PASSAGE FOR REVIEW:
================================

Well, it’s all over and done with. The arguments have been made, the cases have been laid out, and now all that’s left is for nine absurdly powerful unelected government officials to decide in private whether or not the Moops invaded Spain.
Oral arguments in King v. Burwell began and ended yesterday, and the Supreme Court will determine over the next few days whether the Affordable Care Act’s health insurance tax credits can be legally distributed in states that relied on the federal government to set up their insurance exchanges. The plaintiffs in this case argued vigorously that a hyper-literal interpretation of one short clause in the ACA should prevent those subsidies from going out, even though such an interpretation would put the law at war with itself and defeat its stated intention of making insurance affordable for all Americans.
The plaintiffs had sympathetic ears in at least two of the conservative justices: Antonin Scalia and Samuel Alito. (Clarence Thomas, as is his custom, remained silent during the oral arguments, but his opinion of the ACA is no secret.) Scalia in particular was enthusiastic to see the law blown up from within, regardless of what Congress intended or what the rest of the law says. “I mean, is it not the case,” he said at one point, “that if the only reasonable interpretation of a particular provision produces disastrous consequences in the rest of the statute, it nonetheless means what it says.” The answer may be “Moors,” but the card clearly says “Moops.”
The liberal justices did an effective job of tearing down the plaintiff’s arguments – Elana Kagan offered a great deconstruction of the petitioners’ case that put the plaintiff’s lawyer, Michael Carvin, in such an awkward spot that Alito had to come to his rescue. But what mattered most were the comments from the two justices broadly viewed as the “swing” votes in this case: Chief Justice John Roberts and Anthony Kennedy. Roberts didn’t say a whole lot and left people guessing as to what he’s thinking, but Kennedy was quite voluble, and what he said left liberals feeling confident and conservatives noticeably deflated.

================================

DATA RECORDS:
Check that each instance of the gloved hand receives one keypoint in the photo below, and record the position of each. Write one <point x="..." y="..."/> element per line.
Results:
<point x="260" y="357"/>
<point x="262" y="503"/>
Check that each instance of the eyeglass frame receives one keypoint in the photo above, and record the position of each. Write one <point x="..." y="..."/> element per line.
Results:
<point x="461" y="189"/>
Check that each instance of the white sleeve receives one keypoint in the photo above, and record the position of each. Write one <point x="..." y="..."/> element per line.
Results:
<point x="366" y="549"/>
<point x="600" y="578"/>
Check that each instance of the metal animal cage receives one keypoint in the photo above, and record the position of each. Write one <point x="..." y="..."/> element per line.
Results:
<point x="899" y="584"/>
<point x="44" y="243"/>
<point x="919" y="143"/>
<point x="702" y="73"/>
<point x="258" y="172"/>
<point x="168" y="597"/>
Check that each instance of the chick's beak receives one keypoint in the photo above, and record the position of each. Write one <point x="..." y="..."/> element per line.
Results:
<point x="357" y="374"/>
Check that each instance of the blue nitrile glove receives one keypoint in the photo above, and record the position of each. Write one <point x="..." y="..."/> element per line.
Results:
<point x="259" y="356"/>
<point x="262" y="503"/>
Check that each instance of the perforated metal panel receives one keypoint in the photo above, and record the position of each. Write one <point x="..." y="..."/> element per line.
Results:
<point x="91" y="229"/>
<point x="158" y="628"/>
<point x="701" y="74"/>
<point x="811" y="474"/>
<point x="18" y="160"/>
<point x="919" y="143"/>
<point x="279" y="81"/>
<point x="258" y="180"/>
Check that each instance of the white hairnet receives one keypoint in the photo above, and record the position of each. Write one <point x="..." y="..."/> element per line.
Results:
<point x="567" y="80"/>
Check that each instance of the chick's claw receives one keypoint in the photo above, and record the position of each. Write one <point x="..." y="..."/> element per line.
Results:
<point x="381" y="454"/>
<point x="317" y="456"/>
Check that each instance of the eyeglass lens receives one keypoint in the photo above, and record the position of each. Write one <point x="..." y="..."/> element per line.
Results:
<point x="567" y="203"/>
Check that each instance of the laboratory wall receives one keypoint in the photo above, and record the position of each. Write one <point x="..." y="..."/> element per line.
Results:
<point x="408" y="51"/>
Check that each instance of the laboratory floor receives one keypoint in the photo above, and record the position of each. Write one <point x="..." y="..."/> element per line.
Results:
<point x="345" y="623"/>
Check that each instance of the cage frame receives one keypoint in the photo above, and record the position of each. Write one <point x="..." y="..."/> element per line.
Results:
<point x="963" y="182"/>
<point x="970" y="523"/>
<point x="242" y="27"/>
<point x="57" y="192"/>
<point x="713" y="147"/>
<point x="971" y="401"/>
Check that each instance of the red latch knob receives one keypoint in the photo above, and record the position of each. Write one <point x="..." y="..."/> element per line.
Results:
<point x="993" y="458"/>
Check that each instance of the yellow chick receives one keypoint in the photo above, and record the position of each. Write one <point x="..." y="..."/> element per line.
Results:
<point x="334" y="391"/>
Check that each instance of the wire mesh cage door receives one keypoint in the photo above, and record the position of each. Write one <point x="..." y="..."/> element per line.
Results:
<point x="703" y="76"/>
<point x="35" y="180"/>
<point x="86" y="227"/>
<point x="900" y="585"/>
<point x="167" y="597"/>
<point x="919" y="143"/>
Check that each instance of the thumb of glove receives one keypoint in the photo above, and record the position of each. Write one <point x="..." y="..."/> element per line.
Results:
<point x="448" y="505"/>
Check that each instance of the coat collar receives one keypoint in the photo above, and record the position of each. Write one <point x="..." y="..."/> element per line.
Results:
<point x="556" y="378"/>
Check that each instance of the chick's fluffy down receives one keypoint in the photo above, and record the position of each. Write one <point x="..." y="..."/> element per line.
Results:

================================

EXERCISE: In the commentary on King v. Burwell, which justice came to the rescue of the plaintiffs' lawyer, Michael Carvin?

TASK RESULT: Samuel Alito